▶ [PROBLEM DETAILS] Here are some records. Copy each one exactly.

▶ [DATA]
===============

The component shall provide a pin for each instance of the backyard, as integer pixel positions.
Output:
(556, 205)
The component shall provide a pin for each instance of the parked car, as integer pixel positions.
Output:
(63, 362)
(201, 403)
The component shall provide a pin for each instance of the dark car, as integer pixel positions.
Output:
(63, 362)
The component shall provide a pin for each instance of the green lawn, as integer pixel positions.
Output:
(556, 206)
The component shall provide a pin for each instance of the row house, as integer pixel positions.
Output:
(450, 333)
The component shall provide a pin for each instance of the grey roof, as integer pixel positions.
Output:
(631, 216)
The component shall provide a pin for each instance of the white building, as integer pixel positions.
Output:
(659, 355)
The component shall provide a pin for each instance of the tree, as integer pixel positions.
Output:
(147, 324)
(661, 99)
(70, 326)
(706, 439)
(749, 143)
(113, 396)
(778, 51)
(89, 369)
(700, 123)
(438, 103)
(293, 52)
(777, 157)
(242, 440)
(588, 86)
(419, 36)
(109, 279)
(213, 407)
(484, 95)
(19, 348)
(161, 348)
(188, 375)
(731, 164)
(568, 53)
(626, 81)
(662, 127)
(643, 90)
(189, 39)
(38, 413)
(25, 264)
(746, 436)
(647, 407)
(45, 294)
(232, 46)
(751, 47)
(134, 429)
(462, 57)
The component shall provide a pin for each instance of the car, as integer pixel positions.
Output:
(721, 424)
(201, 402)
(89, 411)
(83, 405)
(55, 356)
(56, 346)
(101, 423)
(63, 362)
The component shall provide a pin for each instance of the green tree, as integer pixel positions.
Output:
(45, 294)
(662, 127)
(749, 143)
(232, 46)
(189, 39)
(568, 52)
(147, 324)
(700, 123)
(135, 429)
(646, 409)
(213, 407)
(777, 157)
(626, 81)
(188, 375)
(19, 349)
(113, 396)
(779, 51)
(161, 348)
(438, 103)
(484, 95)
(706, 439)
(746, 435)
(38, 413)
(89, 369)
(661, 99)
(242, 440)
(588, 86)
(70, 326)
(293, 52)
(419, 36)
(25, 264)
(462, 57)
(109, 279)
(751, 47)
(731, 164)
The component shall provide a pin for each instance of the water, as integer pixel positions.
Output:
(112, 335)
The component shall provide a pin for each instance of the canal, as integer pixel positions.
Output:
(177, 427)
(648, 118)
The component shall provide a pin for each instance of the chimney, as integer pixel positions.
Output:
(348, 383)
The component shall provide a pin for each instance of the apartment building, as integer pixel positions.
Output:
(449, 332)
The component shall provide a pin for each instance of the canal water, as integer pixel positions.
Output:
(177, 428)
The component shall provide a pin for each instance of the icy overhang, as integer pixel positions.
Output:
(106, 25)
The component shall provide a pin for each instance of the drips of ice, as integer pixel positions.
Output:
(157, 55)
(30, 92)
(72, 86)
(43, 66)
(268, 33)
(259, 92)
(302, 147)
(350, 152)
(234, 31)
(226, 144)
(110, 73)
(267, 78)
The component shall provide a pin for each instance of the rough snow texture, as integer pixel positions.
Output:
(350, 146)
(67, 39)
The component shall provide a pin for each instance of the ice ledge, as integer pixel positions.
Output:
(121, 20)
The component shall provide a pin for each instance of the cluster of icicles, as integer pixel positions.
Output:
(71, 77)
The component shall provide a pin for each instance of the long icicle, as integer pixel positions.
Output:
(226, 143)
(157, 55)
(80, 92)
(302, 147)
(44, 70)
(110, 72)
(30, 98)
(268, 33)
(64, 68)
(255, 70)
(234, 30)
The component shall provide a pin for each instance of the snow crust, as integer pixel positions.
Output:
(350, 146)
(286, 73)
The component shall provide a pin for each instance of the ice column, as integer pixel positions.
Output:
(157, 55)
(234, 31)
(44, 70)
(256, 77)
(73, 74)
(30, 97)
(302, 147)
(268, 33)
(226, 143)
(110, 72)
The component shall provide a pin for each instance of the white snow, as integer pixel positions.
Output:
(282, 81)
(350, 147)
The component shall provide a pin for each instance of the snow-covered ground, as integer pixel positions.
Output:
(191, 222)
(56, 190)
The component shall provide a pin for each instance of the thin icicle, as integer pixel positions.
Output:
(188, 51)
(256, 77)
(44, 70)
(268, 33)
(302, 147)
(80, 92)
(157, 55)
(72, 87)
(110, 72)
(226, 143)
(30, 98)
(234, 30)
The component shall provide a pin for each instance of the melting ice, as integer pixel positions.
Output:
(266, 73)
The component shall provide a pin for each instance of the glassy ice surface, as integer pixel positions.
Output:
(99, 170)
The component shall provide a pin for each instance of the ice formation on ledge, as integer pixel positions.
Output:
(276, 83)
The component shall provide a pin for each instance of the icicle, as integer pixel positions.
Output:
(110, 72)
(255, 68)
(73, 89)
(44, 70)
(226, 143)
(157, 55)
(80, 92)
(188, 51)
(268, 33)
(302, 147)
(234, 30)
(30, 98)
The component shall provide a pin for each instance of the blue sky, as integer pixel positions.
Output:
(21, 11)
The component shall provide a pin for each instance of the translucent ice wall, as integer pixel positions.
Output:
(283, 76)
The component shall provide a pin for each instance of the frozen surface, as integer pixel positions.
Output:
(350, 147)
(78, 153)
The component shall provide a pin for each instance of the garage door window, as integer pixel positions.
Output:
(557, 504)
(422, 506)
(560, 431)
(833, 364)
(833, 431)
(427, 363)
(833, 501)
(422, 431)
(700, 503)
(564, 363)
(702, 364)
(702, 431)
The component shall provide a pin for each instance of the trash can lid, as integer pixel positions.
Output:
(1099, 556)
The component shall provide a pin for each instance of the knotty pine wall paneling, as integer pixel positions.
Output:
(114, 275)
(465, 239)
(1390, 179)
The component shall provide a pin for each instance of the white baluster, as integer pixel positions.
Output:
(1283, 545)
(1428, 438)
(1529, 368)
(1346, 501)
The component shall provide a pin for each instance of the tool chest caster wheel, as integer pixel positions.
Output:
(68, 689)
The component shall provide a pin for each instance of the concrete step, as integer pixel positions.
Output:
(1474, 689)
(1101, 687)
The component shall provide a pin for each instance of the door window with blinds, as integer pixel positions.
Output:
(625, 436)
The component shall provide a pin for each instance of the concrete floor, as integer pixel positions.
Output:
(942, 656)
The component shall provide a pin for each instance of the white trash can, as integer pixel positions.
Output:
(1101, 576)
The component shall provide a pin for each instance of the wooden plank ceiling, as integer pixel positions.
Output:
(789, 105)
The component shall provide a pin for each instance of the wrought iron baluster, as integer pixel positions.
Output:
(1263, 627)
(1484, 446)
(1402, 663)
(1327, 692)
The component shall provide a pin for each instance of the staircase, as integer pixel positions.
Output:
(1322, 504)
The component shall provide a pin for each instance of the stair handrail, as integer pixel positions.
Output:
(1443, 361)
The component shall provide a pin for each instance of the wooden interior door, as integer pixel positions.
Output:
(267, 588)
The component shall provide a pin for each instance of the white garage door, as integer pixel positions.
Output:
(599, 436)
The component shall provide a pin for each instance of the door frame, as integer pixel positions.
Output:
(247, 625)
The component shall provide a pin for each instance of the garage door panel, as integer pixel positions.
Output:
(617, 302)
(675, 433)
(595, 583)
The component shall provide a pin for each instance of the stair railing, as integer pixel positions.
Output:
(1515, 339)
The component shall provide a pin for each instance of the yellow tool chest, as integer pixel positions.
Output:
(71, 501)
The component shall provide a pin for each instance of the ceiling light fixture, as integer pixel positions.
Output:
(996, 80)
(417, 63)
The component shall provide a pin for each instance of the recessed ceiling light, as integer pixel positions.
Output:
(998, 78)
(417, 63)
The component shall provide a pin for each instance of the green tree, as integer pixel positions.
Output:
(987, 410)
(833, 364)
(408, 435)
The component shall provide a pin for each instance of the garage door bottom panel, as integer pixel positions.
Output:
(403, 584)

===============

▶ [FINAL ANSWER]
The component shall provide a pin for each instance of the backyard, as integer pixel positions.
Output:
(556, 205)
The component shall provide a pin for each instance of the parked car, as integer pixel positions.
Output:
(63, 362)
(201, 403)
The component shall provide a pin for each instance of the dark car, as integer pixel positions.
Output:
(63, 362)
The component shall provide a pin for each instance of the green lawn, as integer pixel positions.
Output:
(556, 206)
The component shall provide a pin for each instance of the row house, as integer pixel positions.
Output:
(450, 333)
The component shall provide a pin for each instance of the grey roof, as integer pixel positions.
Output:
(631, 216)
The component shall provide a pin for each instance of the white building, as integer pixel positions.
Output:
(659, 355)
The component shall provide a pin for each instance of the tree, as integer pixel positions.
Output:
(147, 324)
(661, 99)
(70, 326)
(706, 439)
(749, 143)
(113, 396)
(778, 51)
(89, 369)
(700, 123)
(438, 103)
(293, 52)
(777, 157)
(242, 440)
(588, 86)
(419, 36)
(109, 279)
(213, 407)
(484, 95)
(19, 348)
(161, 348)
(188, 375)
(731, 164)
(568, 53)
(626, 81)
(662, 127)
(643, 90)
(189, 39)
(38, 413)
(25, 264)
(746, 436)
(647, 407)
(45, 294)
(232, 46)
(751, 47)
(134, 429)
(462, 57)
The component shall provide a pin for each instance of the car, as integer pixel positions.
Output:
(721, 424)
(201, 402)
(89, 411)
(83, 405)
(55, 356)
(56, 346)
(101, 423)
(63, 362)
The component shall provide a pin for each instance of the green tree, as integer pixel positions.
Output:
(45, 294)
(662, 127)
(749, 143)
(232, 46)
(189, 39)
(568, 52)
(147, 324)
(700, 123)
(135, 429)
(646, 409)
(213, 407)
(777, 157)
(626, 81)
(188, 375)
(19, 349)
(113, 396)
(779, 51)
(161, 348)
(438, 103)
(484, 95)
(706, 439)
(746, 435)
(38, 413)
(89, 369)
(661, 99)
(242, 440)
(588, 86)
(70, 326)
(293, 52)
(419, 36)
(25, 264)
(462, 57)
(109, 279)
(751, 47)
(731, 164)
The component shall provide a pin for each instance of the water, as integer pixel positions.
Output:
(112, 335)
The component shall provide a pin for each instance of the canal, as integer pixel positions.
Output:
(177, 427)
(648, 118)
The component shall provide a pin for each instance of the chimney, as integer pixel positions.
Output:
(348, 383)
The component shall provide a pin for each instance of the apartment building, as integer pixel positions.
Output:
(449, 332)
The component shall provide a pin for each instance of the canal water, as integer pixel positions.
Output:
(177, 428)
The component shall provide a pin for each instance of the icy overhang, as integer pixel positions.
Output:
(106, 25)
The component shall provide a pin for each instance of the drips of ice, as integer pixel positions.
Output:
(157, 55)
(30, 92)
(72, 86)
(43, 66)
(268, 33)
(259, 92)
(302, 147)
(350, 152)
(234, 31)
(226, 144)
(110, 73)
(267, 78)
The component shall provide a pin for each instance of the rough snow texture, as integer pixel positions.
Output:
(350, 146)
(67, 39)
The component shall provide a pin for each instance of the ice ledge, as integer pixel positions.
Output:
(121, 20)
The component shall provide a pin for each instance of the cluster of icicles, as integer pixel positions.
Output:
(71, 77)
The component shall provide a pin for each instance of the long icicle, as integer pixel positions.
Output:
(226, 143)
(157, 55)
(80, 92)
(302, 147)
(44, 70)
(110, 72)
(30, 98)
(268, 33)
(64, 68)
(255, 70)
(234, 30)
The component shall provide a pin for each instance of the snow crust, as integer pixel positions.
Output:
(350, 146)
(286, 73)
The component shall provide a pin for each instance of the ice column, as integer pixel positions.
Output:
(157, 55)
(234, 31)
(44, 70)
(256, 77)
(73, 74)
(30, 97)
(302, 147)
(268, 33)
(226, 143)
(110, 72)
The component shall provide a pin for each instance of the white snow, as integer pixel positions.
Output:
(282, 81)
(350, 147)
The component shall provide a pin for each instance of the snow-covered ground, as integer pixel positions.
Output:
(191, 222)
(56, 190)
The component shall provide a pin for each instance of the thin icicle, as integer pixel positions.
Output:
(188, 51)
(256, 77)
(44, 70)
(268, 33)
(302, 147)
(80, 92)
(157, 55)
(72, 87)
(110, 72)
(226, 143)
(30, 98)
(234, 30)
The component shall provide a pin for each instance of the melting ice, as integer pixel positions.
Output:
(266, 73)
The component shall provide a pin for each instance of the glassy ice surface, as integer pixel positions.
Output:
(99, 170)
The component shall provide a pin for each instance of the ice formation on ledge, as integer pixel positions.
Output:
(276, 83)
The component shall provide a pin for each instance of the icicle, as integer pixel positions.
Output:
(110, 72)
(255, 68)
(73, 89)
(44, 70)
(226, 143)
(157, 55)
(80, 92)
(188, 51)
(268, 33)
(302, 147)
(234, 30)
(30, 98)
The component shall provide a pin for each instance of the blue sky, as integer pixel positions.
Output:
(21, 11)
The component shall provide a pin for each instance of the translucent ice wall, as integer pixel positions.
Output:
(283, 76)
The component shall provide a pin for each instance of the frozen surface, as integer pixel positions.
Output:
(350, 147)
(78, 153)
The component shall provide a pin for each instance of the garage door window, as integer pixel positions.
Output:
(557, 504)
(422, 506)
(560, 431)
(833, 364)
(833, 431)
(427, 363)
(833, 501)
(422, 431)
(700, 503)
(564, 363)
(702, 364)
(702, 431)
The component shall provide a pin for each instance of the trash can lid, as integer pixel positions.
Output:
(1099, 556)
The component shall provide a pin for each instance of the knotty pine wall paneling, as integer pixel positions.
Output:
(114, 275)
(465, 239)
(1390, 179)
The component shall provide a pin for each instance of the white baluster, as integer pixel positions.
Output:
(1283, 545)
(1428, 438)
(1529, 368)
(1346, 501)
The component shall provide a pin for each instance of the tool chest caster wheel, as integer pixel positions.
Output:
(68, 689)
The component shall provide a pin for each instance of the concrete step, as integer pixel positions.
Output:
(1474, 689)
(1101, 687)
The component shall provide a pin for each instance of the door window with blinds, as integer pixel positions.
Output:
(625, 436)
The component shall provide a pin for each instance of the concrete floor, as integer pixel positions.
Output:
(942, 656)
The component shall provide a pin for each instance of the white trash can, as integer pixel positions.
Output:
(1101, 576)
The component shall provide a pin for each instance of the wooden plank ceiling, as integer pixel positions.
Output:
(789, 105)
The component shall provide a pin for each instance of the wrought iron baluster, as integer pixel positions.
Output:
(1263, 627)
(1484, 446)
(1402, 663)
(1327, 692)
The component shall provide a pin for each instance of the staircase, as integer pixel positions.
Output:
(1322, 504)
The component shall provide a pin for each instance of the stair handrail, as integer pixel positions.
Output:
(1443, 361)
The component shall provide a pin for each instance of the wooden interior door, as integer pixel positions.
Output:
(267, 588)
The component shall provide a pin for each instance of the white garage door, as integer pixel positions.
Output:
(599, 436)
The component shall provide a pin for each instance of the door frame, as integer pixel positions.
Output:
(247, 625)
The component shall provide a pin for each instance of the garage door panel, as integer pixel positions.
Output:
(617, 302)
(675, 433)
(595, 583)
The component shall provide a pin for each instance of the stair railing, as integer pixel positions.
Output:
(1515, 339)
The component shall provide a pin for each instance of the yellow tool chest, as integer pixel positions.
Output:
(71, 501)
The component shall provide a pin for each instance of the ceiling light fixture, as integer pixel positions.
Output:
(996, 80)
(417, 63)
The component shall provide a pin for each instance of the recessed ceiling light, as integer pixel positions.
Output:
(998, 78)
(417, 63)
The component shall provide a pin for each instance of the green tree, as integer pixel positions.
Output:
(987, 410)
(833, 364)
(408, 435)
The component shall provide a pin for each instance of the garage door bottom panel, as integer pixel positions.
Output:
(403, 584)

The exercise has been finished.